YOUR INSTRUCTIONS: Reproduce every line of the part below that opens with the line containing "Mark the chapel" and closes with the line containing "point(322, 204)", shifting each coordinate in the answers by adding 12 to it.

-- BEGIN INPUT DATA --

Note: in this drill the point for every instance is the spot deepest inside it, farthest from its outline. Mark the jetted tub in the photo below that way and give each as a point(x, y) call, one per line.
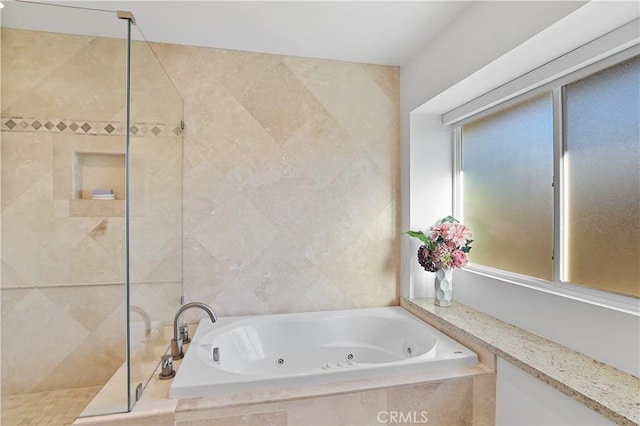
point(260, 352)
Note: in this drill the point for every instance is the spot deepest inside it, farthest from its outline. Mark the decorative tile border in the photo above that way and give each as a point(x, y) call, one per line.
point(82, 127)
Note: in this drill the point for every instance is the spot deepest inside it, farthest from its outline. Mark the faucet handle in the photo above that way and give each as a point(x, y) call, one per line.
point(184, 333)
point(176, 348)
point(166, 365)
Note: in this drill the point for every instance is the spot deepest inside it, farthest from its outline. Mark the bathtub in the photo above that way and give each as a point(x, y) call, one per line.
point(272, 351)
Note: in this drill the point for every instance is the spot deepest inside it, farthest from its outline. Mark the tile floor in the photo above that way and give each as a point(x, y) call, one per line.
point(52, 408)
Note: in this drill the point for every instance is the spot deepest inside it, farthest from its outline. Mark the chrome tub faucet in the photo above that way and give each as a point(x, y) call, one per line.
point(176, 342)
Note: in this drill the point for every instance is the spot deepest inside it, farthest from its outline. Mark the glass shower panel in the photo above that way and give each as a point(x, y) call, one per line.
point(155, 210)
point(63, 250)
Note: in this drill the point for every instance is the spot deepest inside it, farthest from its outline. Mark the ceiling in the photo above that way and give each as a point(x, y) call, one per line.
point(380, 32)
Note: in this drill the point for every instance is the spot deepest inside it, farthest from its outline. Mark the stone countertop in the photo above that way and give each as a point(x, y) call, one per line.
point(605, 389)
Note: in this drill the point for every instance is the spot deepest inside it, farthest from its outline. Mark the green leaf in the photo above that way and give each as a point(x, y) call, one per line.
point(449, 219)
point(417, 234)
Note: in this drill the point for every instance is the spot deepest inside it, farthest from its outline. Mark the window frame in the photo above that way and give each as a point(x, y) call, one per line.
point(555, 86)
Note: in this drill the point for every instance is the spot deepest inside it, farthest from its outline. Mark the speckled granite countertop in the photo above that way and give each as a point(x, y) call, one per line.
point(606, 390)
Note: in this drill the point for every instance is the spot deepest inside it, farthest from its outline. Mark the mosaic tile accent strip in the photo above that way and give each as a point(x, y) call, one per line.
point(82, 127)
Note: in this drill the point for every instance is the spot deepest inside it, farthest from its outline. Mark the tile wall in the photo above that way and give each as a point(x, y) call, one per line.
point(290, 196)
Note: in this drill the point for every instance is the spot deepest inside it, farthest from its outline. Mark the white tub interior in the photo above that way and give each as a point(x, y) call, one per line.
point(272, 351)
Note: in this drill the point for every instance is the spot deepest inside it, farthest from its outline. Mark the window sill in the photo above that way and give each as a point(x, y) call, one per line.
point(602, 388)
point(591, 296)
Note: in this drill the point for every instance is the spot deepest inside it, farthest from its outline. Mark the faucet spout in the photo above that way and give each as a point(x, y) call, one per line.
point(176, 342)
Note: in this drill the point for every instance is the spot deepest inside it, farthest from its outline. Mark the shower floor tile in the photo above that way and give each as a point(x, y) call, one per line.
point(52, 408)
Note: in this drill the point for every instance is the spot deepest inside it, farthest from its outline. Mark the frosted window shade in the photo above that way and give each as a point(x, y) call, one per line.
point(507, 195)
point(602, 137)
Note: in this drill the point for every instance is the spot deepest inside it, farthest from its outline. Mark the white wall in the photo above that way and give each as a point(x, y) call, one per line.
point(483, 34)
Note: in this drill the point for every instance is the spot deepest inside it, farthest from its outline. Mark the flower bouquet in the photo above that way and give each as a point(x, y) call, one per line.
point(445, 246)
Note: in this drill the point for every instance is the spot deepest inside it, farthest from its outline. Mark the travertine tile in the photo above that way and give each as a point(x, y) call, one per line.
point(52, 408)
point(360, 408)
point(445, 403)
point(276, 418)
point(290, 169)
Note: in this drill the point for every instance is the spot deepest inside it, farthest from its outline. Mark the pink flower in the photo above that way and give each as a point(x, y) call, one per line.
point(445, 246)
point(460, 259)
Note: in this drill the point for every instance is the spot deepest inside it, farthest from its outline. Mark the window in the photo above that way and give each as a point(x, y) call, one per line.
point(508, 198)
point(602, 211)
point(585, 131)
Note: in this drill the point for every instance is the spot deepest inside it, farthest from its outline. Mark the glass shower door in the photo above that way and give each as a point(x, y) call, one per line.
point(155, 211)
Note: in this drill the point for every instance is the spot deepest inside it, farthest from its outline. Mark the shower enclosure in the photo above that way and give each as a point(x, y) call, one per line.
point(91, 205)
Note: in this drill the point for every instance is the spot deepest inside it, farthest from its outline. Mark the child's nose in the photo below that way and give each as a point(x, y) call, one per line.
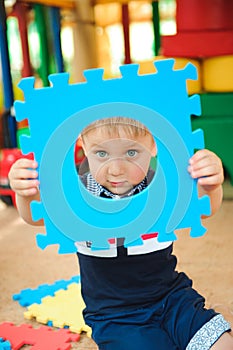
point(116, 166)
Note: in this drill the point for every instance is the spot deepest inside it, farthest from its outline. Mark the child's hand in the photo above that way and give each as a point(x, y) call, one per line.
point(23, 177)
point(207, 167)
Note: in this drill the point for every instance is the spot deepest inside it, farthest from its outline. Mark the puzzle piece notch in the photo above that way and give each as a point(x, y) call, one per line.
point(5, 344)
point(40, 338)
point(64, 309)
point(31, 296)
point(165, 79)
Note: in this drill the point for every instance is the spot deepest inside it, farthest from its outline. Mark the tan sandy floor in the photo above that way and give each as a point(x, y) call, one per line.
point(208, 260)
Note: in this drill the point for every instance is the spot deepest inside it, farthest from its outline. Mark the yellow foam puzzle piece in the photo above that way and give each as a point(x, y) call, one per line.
point(218, 74)
point(63, 309)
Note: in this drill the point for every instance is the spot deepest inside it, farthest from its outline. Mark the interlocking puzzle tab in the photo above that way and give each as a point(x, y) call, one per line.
point(5, 344)
point(41, 338)
point(64, 309)
point(57, 114)
point(31, 296)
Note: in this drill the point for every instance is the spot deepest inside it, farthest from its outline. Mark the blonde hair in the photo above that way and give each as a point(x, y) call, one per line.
point(115, 126)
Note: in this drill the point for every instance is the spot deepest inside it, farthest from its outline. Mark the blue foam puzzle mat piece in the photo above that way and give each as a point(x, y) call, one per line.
point(30, 296)
point(5, 344)
point(57, 114)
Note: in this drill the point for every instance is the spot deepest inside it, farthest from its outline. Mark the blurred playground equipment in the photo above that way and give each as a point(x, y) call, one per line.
point(41, 37)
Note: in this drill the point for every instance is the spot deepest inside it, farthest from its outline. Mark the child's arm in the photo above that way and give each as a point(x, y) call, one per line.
point(207, 167)
point(24, 182)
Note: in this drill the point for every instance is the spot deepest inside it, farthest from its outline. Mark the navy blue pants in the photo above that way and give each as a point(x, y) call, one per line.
point(167, 325)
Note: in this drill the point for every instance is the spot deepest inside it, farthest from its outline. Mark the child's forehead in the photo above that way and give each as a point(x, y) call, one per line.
point(111, 131)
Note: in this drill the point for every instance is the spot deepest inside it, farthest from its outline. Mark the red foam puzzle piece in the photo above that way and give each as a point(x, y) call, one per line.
point(40, 338)
point(198, 44)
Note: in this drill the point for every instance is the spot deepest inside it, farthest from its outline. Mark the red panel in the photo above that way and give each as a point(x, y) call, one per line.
point(204, 15)
point(198, 44)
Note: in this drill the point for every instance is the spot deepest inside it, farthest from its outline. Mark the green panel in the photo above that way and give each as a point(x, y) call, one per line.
point(218, 138)
point(217, 105)
point(22, 131)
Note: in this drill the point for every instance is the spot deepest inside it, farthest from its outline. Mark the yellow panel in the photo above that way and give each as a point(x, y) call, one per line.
point(218, 74)
point(193, 86)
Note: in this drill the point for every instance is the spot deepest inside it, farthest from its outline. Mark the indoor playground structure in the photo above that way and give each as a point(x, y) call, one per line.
point(40, 39)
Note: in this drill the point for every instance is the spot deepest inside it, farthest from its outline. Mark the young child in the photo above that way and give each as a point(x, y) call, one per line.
point(135, 299)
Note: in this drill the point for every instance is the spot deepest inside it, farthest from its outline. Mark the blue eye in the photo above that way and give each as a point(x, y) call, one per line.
point(131, 153)
point(101, 154)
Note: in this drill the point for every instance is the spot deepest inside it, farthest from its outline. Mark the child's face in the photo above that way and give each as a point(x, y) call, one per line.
point(118, 163)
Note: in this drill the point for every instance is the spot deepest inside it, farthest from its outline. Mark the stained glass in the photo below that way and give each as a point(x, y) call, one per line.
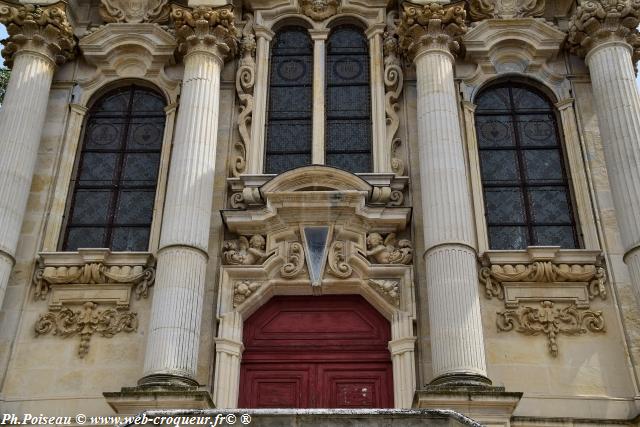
point(114, 190)
point(526, 191)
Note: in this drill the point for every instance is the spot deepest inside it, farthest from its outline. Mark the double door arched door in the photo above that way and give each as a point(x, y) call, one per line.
point(316, 352)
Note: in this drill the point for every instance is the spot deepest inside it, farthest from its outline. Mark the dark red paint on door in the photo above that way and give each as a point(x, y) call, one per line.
point(316, 352)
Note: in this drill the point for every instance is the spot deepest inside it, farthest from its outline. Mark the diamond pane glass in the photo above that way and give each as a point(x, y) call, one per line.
point(117, 175)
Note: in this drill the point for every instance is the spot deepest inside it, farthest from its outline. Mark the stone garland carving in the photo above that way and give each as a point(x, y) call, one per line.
point(387, 289)
point(432, 24)
point(206, 26)
point(294, 260)
point(41, 28)
point(598, 20)
point(547, 272)
point(85, 323)
point(245, 80)
point(319, 10)
point(488, 9)
point(338, 260)
point(94, 273)
point(243, 290)
point(388, 250)
point(393, 83)
point(135, 11)
point(551, 322)
point(243, 251)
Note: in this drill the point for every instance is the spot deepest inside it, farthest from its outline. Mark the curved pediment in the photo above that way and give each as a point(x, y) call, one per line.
point(315, 178)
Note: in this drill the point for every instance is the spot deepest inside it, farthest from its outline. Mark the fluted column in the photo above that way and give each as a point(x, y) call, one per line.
point(206, 38)
point(429, 35)
point(605, 32)
point(39, 37)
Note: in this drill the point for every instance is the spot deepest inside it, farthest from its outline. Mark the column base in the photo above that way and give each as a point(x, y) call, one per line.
point(490, 406)
point(134, 400)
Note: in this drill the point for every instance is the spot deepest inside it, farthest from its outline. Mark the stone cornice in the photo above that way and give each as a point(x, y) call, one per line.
point(432, 25)
point(599, 21)
point(205, 28)
point(41, 29)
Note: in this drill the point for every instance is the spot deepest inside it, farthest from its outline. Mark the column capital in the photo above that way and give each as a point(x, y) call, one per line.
point(204, 28)
point(431, 26)
point(598, 21)
point(41, 29)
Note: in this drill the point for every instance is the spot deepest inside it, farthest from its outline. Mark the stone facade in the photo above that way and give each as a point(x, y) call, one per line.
point(541, 335)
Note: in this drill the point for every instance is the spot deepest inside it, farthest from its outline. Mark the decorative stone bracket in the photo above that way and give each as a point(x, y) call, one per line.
point(89, 279)
point(548, 276)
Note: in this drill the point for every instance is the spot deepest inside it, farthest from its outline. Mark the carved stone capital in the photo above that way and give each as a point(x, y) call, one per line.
point(135, 11)
point(431, 26)
point(599, 21)
point(487, 9)
point(206, 29)
point(41, 29)
point(319, 10)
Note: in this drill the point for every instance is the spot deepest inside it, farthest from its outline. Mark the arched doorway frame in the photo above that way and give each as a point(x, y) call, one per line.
point(315, 195)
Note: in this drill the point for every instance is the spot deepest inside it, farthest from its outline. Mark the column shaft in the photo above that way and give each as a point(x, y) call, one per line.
point(618, 109)
point(21, 121)
point(174, 333)
point(452, 286)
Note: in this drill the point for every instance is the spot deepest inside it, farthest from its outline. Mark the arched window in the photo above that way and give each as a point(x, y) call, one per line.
point(115, 183)
point(289, 127)
point(526, 191)
point(348, 101)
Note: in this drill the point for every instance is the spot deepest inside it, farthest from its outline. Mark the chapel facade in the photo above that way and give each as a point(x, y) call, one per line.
point(322, 204)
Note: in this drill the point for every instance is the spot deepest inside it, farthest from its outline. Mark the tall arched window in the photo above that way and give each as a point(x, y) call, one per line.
point(115, 183)
point(526, 191)
point(289, 127)
point(348, 101)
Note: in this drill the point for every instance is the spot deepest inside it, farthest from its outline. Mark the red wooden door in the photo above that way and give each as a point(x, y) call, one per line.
point(316, 352)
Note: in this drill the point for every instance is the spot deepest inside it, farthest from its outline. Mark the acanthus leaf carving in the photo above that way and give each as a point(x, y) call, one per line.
point(294, 260)
point(388, 250)
point(86, 322)
point(135, 11)
point(387, 289)
point(488, 9)
point(551, 321)
point(338, 265)
point(393, 82)
point(245, 80)
point(319, 10)
point(242, 290)
point(243, 251)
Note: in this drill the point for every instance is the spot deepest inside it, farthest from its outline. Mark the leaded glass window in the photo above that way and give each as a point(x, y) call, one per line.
point(526, 191)
point(289, 127)
point(348, 101)
point(115, 184)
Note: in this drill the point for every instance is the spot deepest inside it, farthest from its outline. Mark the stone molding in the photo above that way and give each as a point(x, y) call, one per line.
point(41, 29)
point(488, 9)
point(599, 21)
point(319, 10)
point(205, 28)
point(86, 322)
point(135, 11)
point(432, 26)
point(245, 81)
point(563, 282)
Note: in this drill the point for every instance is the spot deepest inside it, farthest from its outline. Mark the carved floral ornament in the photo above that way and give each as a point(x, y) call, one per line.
point(487, 9)
point(433, 25)
point(597, 21)
point(44, 29)
point(572, 286)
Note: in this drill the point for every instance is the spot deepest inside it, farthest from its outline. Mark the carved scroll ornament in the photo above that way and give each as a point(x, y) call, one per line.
point(135, 11)
point(85, 323)
point(388, 250)
point(551, 321)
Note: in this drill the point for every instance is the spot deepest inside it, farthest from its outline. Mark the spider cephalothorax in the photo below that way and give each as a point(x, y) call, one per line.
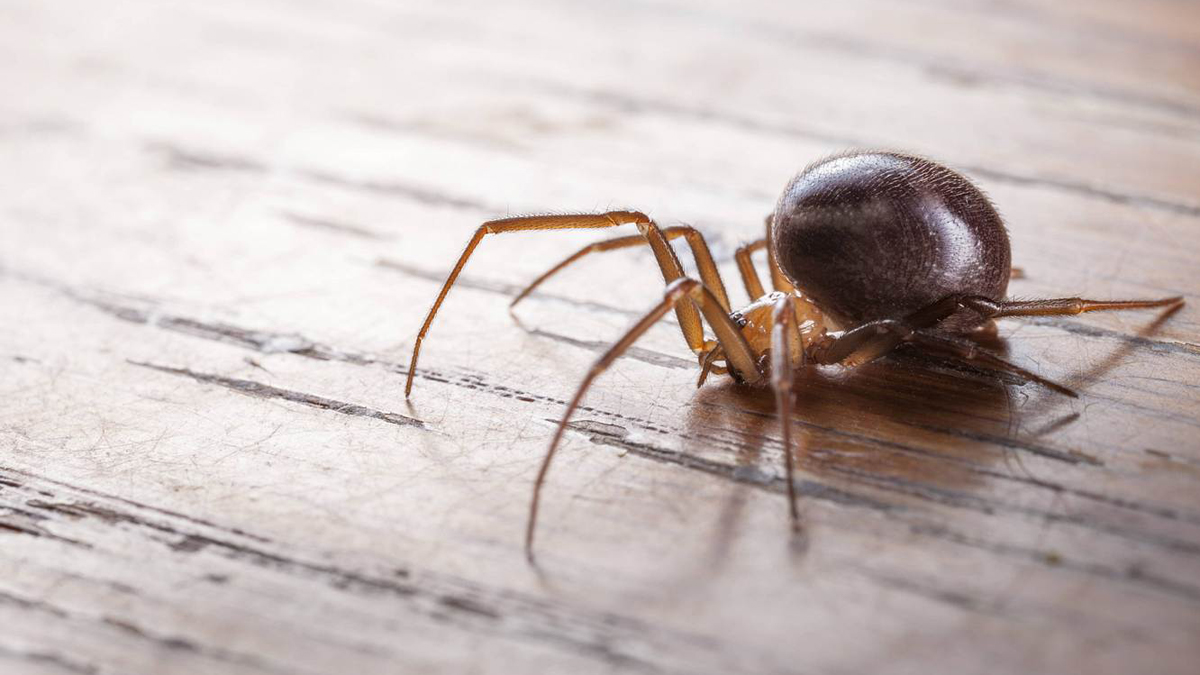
point(865, 250)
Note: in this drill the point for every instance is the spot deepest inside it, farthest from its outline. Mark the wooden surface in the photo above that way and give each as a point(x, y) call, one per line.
point(223, 221)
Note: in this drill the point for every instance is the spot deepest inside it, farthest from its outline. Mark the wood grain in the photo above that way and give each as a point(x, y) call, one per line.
point(222, 223)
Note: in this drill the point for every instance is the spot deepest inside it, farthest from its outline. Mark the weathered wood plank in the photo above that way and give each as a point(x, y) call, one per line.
point(223, 223)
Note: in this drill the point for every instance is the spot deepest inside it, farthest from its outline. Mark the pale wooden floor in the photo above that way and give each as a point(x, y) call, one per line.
point(223, 221)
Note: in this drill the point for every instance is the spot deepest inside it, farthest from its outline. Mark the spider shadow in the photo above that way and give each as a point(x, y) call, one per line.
point(871, 436)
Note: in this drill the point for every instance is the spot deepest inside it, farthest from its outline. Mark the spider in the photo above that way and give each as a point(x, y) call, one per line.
point(867, 250)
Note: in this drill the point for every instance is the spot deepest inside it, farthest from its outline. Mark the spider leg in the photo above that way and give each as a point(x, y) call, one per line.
point(700, 252)
point(689, 318)
point(745, 266)
point(971, 353)
point(750, 275)
point(777, 274)
point(876, 338)
point(737, 352)
point(785, 341)
point(1050, 306)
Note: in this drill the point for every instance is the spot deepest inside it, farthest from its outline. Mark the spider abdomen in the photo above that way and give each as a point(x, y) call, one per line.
point(870, 236)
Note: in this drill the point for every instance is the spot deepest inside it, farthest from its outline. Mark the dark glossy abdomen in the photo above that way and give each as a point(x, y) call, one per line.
point(874, 236)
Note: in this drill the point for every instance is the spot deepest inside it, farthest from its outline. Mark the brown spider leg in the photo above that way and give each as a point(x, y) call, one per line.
point(689, 318)
point(700, 252)
point(988, 308)
point(737, 352)
point(870, 340)
point(745, 266)
point(777, 274)
point(873, 340)
point(969, 352)
point(784, 342)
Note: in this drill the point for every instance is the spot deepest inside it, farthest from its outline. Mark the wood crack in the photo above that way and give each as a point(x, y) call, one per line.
point(610, 638)
point(259, 390)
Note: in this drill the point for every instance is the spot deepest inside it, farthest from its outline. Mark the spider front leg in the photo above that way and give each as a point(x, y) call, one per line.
point(876, 338)
point(700, 252)
point(785, 342)
point(689, 318)
point(873, 340)
point(682, 291)
point(750, 275)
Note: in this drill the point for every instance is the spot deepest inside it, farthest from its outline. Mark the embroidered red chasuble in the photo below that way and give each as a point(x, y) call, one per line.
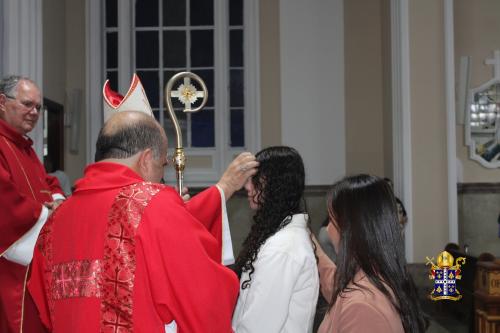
point(24, 187)
point(123, 255)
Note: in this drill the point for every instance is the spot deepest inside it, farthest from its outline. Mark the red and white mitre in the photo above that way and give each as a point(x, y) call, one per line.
point(134, 100)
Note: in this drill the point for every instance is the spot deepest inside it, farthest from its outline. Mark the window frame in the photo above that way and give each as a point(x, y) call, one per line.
point(222, 154)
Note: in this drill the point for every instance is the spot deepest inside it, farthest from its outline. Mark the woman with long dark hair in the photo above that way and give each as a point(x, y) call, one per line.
point(277, 266)
point(369, 289)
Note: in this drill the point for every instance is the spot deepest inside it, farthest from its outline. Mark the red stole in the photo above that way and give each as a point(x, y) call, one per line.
point(24, 187)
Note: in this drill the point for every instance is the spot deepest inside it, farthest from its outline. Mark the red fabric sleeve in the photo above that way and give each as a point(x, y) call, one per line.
point(19, 212)
point(51, 181)
point(54, 185)
point(37, 287)
point(187, 285)
point(206, 207)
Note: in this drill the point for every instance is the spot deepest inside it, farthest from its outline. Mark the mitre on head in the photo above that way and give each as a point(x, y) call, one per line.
point(134, 100)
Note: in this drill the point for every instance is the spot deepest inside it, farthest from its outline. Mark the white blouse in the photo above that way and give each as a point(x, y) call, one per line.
point(284, 287)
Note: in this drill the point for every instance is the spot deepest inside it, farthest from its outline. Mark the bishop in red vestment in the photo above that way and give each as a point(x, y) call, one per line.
point(25, 187)
point(127, 255)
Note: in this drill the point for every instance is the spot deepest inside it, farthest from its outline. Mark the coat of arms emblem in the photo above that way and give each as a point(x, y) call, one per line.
point(445, 276)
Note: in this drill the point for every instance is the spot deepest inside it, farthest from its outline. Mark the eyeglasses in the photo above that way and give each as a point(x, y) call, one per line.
point(28, 105)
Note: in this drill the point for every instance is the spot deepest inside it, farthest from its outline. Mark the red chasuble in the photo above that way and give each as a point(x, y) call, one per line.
point(24, 187)
point(123, 255)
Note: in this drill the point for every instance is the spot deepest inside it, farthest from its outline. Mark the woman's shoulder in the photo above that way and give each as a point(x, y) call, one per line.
point(364, 302)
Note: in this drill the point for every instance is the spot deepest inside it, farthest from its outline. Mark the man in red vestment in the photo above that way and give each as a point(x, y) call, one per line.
point(126, 254)
point(28, 198)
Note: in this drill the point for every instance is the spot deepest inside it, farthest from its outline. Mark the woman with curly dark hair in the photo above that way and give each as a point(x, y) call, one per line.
point(369, 288)
point(277, 266)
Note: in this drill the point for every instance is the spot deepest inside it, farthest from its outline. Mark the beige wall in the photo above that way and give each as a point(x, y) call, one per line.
point(387, 87)
point(477, 34)
point(64, 68)
point(54, 52)
point(428, 119)
point(270, 88)
point(75, 79)
point(364, 87)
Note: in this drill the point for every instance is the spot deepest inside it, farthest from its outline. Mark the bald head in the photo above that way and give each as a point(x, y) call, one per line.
point(128, 133)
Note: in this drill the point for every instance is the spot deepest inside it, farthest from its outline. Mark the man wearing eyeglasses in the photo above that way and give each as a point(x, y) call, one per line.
point(28, 197)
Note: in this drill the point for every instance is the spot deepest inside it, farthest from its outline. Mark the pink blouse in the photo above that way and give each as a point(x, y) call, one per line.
point(360, 310)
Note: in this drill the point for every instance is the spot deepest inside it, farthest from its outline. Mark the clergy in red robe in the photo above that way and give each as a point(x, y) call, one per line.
point(126, 254)
point(25, 190)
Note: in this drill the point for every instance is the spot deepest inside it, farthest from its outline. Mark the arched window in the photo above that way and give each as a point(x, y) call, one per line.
point(216, 39)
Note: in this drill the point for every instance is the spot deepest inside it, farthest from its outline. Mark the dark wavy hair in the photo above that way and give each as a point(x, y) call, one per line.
point(279, 184)
point(365, 211)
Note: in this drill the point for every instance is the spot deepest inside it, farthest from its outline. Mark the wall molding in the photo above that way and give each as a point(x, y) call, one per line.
point(472, 188)
point(401, 114)
point(93, 65)
point(449, 63)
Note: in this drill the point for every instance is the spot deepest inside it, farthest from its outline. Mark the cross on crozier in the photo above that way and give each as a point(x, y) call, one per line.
point(187, 93)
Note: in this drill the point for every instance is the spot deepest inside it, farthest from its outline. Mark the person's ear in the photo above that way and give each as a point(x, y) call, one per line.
point(3, 99)
point(144, 160)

-- END INPUT DATA --

TASK RESULT:
Note: in this drill the point for every instance is the spot deepest inside it, farthest from its outline. Mark the chapel facade in the photo above that way and give each as a point(x, y) call, one per line.
point(334, 216)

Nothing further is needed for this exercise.